--- EXTRACTED TEXT ---
Many people are not even aware of it, but they suffer from a low grade mental depression. Researchers are convinced that one of the causes of alcoholism is an underlying state of depression. Drugs are often prescribed in an attempt to relieve this depression.
In my pastoral work over the years as well as in my clinical practice, I have seen people try to mask the symptoms of depression by using other substances. Some use prescription drugs and others use alcohol or street drugs. By the way, the number one cause of depression in America is the over use of alcohol.
Many use food to relieve depression. Overeaters often eat to relieve feelings of low self-esteem and the depression that goes with it.
Marriages are adversely affected when one or both of the partners are depressed. Imagine the irritability that exists when a partner in a marriage is depressed. A further complication is that depressed people often employ negative and pessimistic thinking.
---
** TASKS AND EXERCISES **
1 - Please repeat the passage on depression from "Many people are" up to and including "use of alcohol.", substituting "illegal drugs" for "street drugs".
2 - For each statement, say whether it agrees with the passage on depression, answering yes or no and quoting the words that decide it: (a) Researchers believe an underlying state of depression is one of the causes of alcoholism. (b) The passage names food as the number one cause of depression in America. (c) Depressed people often employ optimistic thinking.
3 - Write the next part of the passage on depression, picking up after its final sentence.
You won't need the items for any of this work.
--- RECORDS SHOWN ---
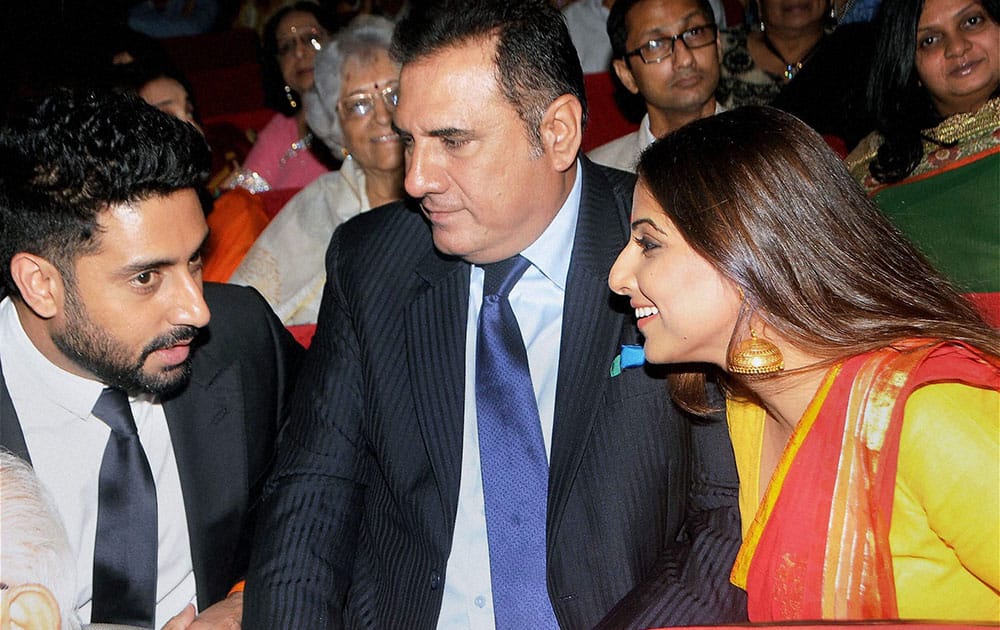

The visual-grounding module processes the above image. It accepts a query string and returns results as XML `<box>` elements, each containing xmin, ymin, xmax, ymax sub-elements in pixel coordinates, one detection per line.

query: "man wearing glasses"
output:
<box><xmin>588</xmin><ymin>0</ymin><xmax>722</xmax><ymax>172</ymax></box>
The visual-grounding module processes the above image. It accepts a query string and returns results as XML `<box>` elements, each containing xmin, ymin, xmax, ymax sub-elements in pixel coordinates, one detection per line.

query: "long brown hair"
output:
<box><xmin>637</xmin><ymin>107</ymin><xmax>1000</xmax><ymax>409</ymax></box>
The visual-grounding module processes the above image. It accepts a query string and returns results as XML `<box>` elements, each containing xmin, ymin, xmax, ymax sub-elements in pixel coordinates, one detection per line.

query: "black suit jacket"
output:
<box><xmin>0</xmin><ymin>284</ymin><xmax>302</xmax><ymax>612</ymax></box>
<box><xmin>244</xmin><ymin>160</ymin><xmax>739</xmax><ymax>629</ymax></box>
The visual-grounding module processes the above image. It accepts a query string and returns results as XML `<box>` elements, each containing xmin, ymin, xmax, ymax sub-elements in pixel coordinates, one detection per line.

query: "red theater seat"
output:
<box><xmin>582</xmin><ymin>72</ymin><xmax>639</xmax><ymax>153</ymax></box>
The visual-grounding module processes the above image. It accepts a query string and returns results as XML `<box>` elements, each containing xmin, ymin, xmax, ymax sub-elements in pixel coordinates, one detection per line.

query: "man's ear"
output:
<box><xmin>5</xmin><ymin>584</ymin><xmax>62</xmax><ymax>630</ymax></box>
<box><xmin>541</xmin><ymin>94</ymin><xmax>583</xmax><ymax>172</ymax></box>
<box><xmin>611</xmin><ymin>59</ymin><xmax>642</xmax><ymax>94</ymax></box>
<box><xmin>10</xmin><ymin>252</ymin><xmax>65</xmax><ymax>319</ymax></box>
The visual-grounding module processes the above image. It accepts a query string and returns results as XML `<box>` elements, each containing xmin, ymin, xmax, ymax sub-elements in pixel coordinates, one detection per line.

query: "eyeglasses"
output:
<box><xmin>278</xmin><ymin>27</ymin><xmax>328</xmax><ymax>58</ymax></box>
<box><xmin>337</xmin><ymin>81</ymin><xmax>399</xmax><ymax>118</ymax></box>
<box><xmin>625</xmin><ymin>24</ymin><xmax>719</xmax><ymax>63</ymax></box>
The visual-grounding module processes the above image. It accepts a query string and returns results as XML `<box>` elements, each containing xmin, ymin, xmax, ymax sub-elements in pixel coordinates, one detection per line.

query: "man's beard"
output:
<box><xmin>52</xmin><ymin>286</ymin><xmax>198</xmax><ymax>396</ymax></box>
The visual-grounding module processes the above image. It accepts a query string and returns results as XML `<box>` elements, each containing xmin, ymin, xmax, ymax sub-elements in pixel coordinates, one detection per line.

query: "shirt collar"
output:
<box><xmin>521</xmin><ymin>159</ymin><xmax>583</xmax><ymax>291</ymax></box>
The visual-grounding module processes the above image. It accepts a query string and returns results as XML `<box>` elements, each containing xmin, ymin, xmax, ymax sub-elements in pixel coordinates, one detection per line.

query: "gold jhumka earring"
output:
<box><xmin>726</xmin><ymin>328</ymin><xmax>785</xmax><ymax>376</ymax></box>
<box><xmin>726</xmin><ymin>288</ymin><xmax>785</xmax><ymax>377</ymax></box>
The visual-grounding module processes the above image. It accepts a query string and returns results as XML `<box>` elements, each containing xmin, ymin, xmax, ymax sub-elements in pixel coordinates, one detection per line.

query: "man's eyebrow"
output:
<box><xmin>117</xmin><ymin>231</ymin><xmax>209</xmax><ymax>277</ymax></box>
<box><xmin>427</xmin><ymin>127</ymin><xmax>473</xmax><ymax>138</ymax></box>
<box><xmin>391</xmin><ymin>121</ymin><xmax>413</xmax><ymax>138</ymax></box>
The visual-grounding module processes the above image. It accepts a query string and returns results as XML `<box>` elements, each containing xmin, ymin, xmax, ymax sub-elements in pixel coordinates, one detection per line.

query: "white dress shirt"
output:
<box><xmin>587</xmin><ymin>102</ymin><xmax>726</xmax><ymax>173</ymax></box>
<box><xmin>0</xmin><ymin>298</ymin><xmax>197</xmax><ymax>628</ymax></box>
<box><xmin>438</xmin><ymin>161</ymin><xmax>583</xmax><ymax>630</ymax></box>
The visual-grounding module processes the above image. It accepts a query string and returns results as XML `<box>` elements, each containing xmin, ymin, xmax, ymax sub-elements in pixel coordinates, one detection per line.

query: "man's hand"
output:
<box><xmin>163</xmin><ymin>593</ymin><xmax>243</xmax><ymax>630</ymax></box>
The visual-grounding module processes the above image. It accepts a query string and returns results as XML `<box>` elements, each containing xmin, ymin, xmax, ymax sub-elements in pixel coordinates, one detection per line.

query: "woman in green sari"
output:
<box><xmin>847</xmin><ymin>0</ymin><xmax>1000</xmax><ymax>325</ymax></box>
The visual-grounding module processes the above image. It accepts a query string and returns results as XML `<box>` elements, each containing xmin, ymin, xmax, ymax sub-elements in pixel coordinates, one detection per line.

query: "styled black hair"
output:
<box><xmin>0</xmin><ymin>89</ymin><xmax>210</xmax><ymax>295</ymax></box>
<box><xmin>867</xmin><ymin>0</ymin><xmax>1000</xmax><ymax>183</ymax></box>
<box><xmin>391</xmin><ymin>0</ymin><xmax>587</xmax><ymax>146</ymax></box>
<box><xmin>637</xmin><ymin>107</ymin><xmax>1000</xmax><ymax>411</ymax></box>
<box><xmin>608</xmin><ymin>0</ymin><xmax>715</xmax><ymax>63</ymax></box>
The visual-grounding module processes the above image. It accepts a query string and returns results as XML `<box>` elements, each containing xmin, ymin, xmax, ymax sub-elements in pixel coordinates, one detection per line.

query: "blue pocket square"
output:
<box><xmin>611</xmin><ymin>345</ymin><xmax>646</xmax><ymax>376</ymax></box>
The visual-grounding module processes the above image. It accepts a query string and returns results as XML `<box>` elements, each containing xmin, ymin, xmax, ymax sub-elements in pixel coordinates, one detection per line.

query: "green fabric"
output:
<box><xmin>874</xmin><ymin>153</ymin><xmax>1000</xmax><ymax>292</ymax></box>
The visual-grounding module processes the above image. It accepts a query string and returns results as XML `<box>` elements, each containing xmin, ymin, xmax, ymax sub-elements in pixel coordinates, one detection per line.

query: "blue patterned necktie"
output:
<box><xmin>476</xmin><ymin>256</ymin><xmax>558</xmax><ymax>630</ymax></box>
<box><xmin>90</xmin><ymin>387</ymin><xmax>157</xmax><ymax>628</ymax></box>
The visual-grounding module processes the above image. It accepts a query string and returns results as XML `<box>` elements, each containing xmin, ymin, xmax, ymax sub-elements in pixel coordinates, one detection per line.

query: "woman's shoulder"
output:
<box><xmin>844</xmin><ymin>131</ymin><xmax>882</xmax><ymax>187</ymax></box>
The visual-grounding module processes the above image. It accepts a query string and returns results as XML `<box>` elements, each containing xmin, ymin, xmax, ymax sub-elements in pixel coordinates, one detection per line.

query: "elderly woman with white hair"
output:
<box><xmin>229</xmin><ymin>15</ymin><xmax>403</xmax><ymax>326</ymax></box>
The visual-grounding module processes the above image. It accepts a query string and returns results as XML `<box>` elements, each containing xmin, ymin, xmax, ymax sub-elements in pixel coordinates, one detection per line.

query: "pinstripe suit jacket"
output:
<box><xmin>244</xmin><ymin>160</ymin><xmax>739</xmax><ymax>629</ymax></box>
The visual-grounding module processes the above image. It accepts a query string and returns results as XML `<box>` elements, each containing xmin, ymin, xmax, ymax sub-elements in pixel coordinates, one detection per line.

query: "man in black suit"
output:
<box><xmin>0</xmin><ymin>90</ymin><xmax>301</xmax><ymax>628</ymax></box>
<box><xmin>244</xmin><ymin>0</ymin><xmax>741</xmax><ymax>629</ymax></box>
---
** ANSWERS TO THIS EXERCISE **
1 -
Many people are not even aware of it, but they suffer from a low grade mental depression. Researchers are convinced that one of the causes of alcoholism is an underlying state of depression. Drugs are often prescribed in an attempt to relieve this depression.
In my pastoral work over the years as well as in my clinical practice, I have seen people try to mask the symptoms of depression by using other substances. Some use prescription drugs and others use alcohol or illegal drugs. By the way, the number one cause of depression in America is the over use of alcohol.

2 -
(a) Yes: "Researchers are convinced that one of the causes of alcoholism is an underlying state of depression."
(b) No: "the number one cause of depression in America is the over use of alcohol."
(c) No: "depressed people often employ negative and pessimistic thinking."

3 -
What effect does a depressed parent have on the children? One can only imagine what it is like to live in a home where one or both parents suffer from depression. And, sadly, depression seems to run in families as well. So, it is possible that one of the children will suffer from it.
Clinical depression usually comes in two forms: a) reactive depression and b) endogenous depression. Reactive depression may range from an emotional sadness that comes from a relatively minor event all the way to intense sadness from grief over the death of a loved one.
Endogenous depression is characterized by ongoing deep depression when there seems to be no reason to be depressed. The source is usually a disease or a chemical imbalance.
Common Symptoms to All Depressions:
There are symptoms common to all depressions. They are: sadness, emptiness, the inability to experience pleasure (called anhedonia), low self-esteem, withdrawal, low motivation, irritability, excessive emotional sensitivity and thoughts of suicide.
Many diseases can cause depression. Here are some of the most common ones: asthma, anemia, cancer, malnutrition, premenstrual syndrome, rheumatoid arthritis, diabetes, congestive heart failure, hyperthyroidism, hypothyroidism, infectious hepatitis, ulcerative colitis, multiple sclerosis, chronic infections.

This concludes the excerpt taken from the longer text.